Selected excerpt:
•••••

An in-depth journey through the history of British pudding might seem like an odd project for a Belgian writer, but by the time she was eight Regula Ysewijn was already such an anglophile that her parents took her to Canterbury for a day trip. It spurred on a lifelong obsession with British food that would eventually lead to the award-winning Pride and Pudding, a blend of food history and recipes that was one 2016’s most critically acclaimed food books.
“I wanted to write a book about British historical food,” says Regula, “to show people that Britain’s food is amazing.”
It was clear, however, that fitting the entire history of British food into one book wasn’t feasible. “I had so much on puddings that I decided on those, because there’s so much to tell. One type of dish describes the complete evolution of [British] taste.”
The book was first written for a Flemish audience, but Belgian people are often surprised to hear that British cuisine warrants its own book. Regula enthusiastically rebuts that idea, launching into an explanation of food’s importance in Britain. “In the 18th century, during the Napoleonic War, roast beef and plum pudding became the way to show your patriotism and your disgust for the French,” she says.
Then in Victorian times, before the introduction of Christmas trees, pudding was the symbol of Christmas.
“People say Britain doesn’t have a food culture, but it’s actually strong enough for British people to put food on Christmas cards and all kinds of political pamphlets. You can’t be a non-foodie nation if you’re using food to make political statements,” says Regula.

•••••

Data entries
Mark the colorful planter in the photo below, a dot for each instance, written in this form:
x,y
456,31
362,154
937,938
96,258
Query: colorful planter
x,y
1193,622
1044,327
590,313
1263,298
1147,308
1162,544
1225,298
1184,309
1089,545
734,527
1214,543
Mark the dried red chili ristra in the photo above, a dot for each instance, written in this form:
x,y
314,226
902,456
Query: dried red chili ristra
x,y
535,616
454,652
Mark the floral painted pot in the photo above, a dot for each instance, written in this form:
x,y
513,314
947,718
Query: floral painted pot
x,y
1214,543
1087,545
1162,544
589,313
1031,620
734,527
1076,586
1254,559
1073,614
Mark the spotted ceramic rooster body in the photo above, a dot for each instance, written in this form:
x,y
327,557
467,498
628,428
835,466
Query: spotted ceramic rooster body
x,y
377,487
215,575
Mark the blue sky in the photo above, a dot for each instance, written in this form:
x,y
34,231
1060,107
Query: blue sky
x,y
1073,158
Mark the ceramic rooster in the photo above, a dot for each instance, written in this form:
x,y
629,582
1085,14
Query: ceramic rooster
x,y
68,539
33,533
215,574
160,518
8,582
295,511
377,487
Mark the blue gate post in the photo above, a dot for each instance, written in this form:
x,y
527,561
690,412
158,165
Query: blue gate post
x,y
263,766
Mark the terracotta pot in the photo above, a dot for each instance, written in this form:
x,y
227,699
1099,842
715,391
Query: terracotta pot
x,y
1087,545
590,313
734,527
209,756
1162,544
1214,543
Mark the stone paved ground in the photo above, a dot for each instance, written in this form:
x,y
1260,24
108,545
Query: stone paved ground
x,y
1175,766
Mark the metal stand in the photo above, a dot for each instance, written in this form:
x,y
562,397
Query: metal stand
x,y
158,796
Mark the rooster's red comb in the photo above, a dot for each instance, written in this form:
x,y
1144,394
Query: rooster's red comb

•••••

Brief 1:
Using the British pudding text, mark each statement (a), (b), (c) yes or no, and quote the words that decide it. (a) The book was first aimed at a Flemish readership. (b) In Victorian times, Christmas trees were the symbol of Christmas before pudding was. (c) The book covers the entire history of British food.
Brief 2:
Pull out every line of the records that contains the word "floral".

Correct response 1:
(a) Yes: "The book was first written for a Flemish audience"
(b) No: "before the introduction of Christmas trees, pudding was the symbol of Christmas"
(c) No: "fitting the entire history of British food into one book wasn’t feasible"

Correct response 2:
Mark the floral painted pot in the photo above, a dot for each instance, written in this form:
Query: floral painted pot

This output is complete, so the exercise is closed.